* Start GIVEN DATA *
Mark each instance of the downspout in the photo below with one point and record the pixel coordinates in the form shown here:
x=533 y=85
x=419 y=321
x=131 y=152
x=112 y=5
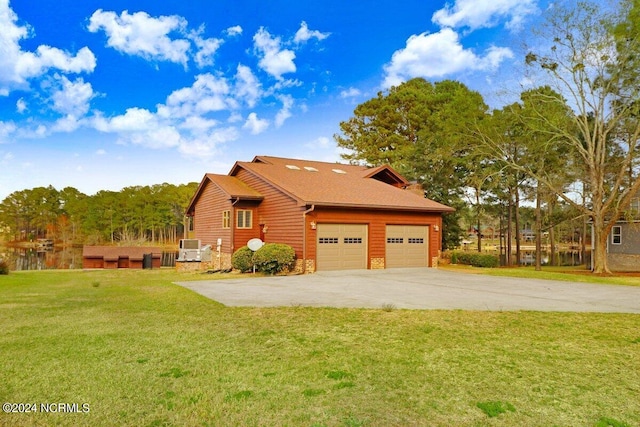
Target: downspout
x=304 y=237
x=232 y=224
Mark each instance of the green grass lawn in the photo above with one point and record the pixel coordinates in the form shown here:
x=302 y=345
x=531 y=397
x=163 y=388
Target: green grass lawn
x=571 y=274
x=141 y=351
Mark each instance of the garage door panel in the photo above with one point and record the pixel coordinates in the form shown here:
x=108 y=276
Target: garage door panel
x=341 y=246
x=407 y=246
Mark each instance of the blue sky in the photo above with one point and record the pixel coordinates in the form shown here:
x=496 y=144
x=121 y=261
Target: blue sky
x=100 y=95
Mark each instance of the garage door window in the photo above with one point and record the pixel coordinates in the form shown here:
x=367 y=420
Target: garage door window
x=327 y=240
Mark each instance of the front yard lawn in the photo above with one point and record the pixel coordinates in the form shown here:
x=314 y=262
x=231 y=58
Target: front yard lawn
x=140 y=351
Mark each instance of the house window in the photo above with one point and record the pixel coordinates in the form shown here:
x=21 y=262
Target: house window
x=327 y=240
x=356 y=240
x=226 y=219
x=244 y=219
x=616 y=235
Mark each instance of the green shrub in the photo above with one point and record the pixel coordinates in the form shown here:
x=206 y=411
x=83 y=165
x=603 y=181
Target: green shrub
x=274 y=258
x=475 y=259
x=242 y=259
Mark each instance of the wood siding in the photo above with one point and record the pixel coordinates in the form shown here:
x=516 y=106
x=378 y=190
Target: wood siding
x=242 y=235
x=279 y=212
x=377 y=221
x=208 y=218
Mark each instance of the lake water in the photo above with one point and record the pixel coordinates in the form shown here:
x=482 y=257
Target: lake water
x=33 y=259
x=56 y=258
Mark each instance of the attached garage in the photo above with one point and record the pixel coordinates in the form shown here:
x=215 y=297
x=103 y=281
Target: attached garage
x=407 y=246
x=341 y=246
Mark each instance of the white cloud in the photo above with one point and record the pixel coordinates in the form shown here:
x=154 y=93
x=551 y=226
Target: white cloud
x=273 y=58
x=285 y=111
x=255 y=125
x=133 y=120
x=6 y=129
x=319 y=143
x=21 y=105
x=18 y=66
x=476 y=14
x=234 y=31
x=181 y=123
x=350 y=93
x=198 y=124
x=247 y=87
x=208 y=93
x=142 y=35
x=436 y=55
x=304 y=34
x=72 y=98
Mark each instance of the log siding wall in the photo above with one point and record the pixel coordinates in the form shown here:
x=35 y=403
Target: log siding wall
x=208 y=218
x=278 y=211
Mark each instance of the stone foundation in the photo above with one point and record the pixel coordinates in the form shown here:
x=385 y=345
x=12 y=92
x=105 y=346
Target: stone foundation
x=300 y=264
x=377 y=263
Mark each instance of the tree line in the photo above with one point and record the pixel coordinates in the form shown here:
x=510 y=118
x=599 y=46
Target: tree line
x=572 y=141
x=133 y=215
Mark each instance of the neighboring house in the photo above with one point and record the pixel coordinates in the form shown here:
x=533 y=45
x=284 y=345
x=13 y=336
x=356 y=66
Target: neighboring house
x=623 y=244
x=335 y=216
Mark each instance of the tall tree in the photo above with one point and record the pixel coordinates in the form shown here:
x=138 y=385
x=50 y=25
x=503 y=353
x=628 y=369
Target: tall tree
x=592 y=59
x=420 y=129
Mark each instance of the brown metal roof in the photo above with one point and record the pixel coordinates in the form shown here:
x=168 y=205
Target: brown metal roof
x=230 y=185
x=334 y=184
x=234 y=187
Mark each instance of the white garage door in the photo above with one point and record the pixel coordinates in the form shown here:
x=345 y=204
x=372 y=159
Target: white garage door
x=341 y=246
x=407 y=246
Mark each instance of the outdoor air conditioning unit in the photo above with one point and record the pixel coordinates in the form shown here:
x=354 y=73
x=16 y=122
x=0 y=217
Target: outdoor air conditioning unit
x=189 y=250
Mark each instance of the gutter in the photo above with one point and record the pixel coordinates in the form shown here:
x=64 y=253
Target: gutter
x=304 y=237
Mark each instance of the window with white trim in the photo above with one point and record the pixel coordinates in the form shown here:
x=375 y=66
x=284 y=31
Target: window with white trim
x=244 y=219
x=226 y=219
x=616 y=235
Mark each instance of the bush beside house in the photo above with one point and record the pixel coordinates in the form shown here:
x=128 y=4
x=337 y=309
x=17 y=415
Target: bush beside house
x=271 y=258
x=475 y=259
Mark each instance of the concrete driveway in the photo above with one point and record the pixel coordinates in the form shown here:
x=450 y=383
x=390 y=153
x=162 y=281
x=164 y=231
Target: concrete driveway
x=419 y=288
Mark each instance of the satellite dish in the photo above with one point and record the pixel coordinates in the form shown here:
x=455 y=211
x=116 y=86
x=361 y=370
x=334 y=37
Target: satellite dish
x=255 y=244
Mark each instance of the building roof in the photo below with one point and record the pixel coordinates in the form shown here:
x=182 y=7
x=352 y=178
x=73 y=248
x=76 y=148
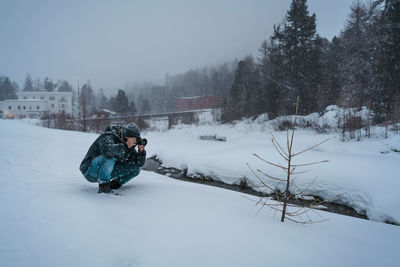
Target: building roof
x=25 y=100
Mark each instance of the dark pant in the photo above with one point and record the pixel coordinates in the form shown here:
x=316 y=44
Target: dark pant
x=103 y=169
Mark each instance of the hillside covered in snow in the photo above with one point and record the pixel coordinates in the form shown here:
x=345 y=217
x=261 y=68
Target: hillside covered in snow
x=50 y=215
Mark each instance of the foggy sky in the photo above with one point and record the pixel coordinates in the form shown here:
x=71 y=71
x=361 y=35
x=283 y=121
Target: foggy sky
x=112 y=43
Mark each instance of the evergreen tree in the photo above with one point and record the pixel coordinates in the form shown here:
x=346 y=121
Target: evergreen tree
x=49 y=85
x=386 y=65
x=356 y=59
x=28 y=85
x=296 y=53
x=7 y=89
x=245 y=92
x=87 y=100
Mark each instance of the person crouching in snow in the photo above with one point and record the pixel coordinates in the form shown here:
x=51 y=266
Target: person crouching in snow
x=112 y=159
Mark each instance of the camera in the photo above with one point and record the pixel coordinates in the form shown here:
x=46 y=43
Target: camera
x=141 y=141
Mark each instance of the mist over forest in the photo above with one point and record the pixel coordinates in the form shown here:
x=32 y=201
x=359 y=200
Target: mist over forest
x=358 y=67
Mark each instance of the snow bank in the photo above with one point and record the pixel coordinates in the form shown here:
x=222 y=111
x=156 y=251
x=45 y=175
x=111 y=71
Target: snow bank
x=50 y=216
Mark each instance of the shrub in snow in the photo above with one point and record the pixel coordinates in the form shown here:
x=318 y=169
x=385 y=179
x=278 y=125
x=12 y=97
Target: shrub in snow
x=286 y=188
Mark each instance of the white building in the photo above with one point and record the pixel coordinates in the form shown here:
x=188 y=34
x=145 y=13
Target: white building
x=36 y=104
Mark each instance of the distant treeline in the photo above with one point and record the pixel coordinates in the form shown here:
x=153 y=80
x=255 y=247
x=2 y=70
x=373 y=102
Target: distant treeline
x=359 y=67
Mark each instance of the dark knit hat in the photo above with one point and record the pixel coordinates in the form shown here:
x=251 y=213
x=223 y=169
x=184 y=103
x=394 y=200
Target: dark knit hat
x=131 y=130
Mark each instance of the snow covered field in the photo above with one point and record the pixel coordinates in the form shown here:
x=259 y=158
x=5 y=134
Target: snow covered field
x=50 y=215
x=364 y=175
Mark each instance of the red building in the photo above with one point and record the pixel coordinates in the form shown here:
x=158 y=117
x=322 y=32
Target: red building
x=198 y=102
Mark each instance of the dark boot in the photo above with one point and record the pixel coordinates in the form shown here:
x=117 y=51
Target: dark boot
x=114 y=184
x=104 y=188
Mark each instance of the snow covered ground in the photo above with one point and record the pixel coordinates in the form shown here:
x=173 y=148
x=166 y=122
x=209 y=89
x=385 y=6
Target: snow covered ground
x=362 y=174
x=50 y=215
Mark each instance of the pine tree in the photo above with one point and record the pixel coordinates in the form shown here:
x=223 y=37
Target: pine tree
x=7 y=89
x=295 y=54
x=65 y=87
x=386 y=65
x=28 y=85
x=245 y=91
x=49 y=85
x=356 y=63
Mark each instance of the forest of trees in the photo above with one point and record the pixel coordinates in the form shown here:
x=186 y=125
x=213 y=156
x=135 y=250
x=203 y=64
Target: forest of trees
x=359 y=67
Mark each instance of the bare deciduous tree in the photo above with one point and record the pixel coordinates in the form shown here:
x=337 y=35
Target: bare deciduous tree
x=291 y=190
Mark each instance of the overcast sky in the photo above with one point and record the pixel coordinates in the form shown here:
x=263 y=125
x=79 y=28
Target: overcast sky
x=112 y=43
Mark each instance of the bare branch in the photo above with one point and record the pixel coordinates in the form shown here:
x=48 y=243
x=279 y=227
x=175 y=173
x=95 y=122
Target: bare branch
x=259 y=178
x=312 y=163
x=305 y=150
x=271 y=177
x=273 y=164
x=276 y=143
* End GIVEN DATA *
● WRITTEN INSTRUCTION
Copy out the stretch of the listing from the line containing "Mark each instance of the overcast" through the end, with both ends included and every line kept as it appears.

● ANSWER FOR THIS EXERCISE
Mark each instance of the overcast sky in the photo above with one point and record the pixel coordinates in the form shown here:
x=263 y=125
x=79 y=28
Target: overcast sky
x=112 y=43
Mark each instance of the bare branch in the photo above with one point and record the pixel coordinates in the form shown here:
x=48 y=243
x=279 y=227
x=175 y=173
x=95 y=122
Target: bare branch
x=259 y=178
x=312 y=163
x=305 y=150
x=271 y=177
x=273 y=164
x=276 y=143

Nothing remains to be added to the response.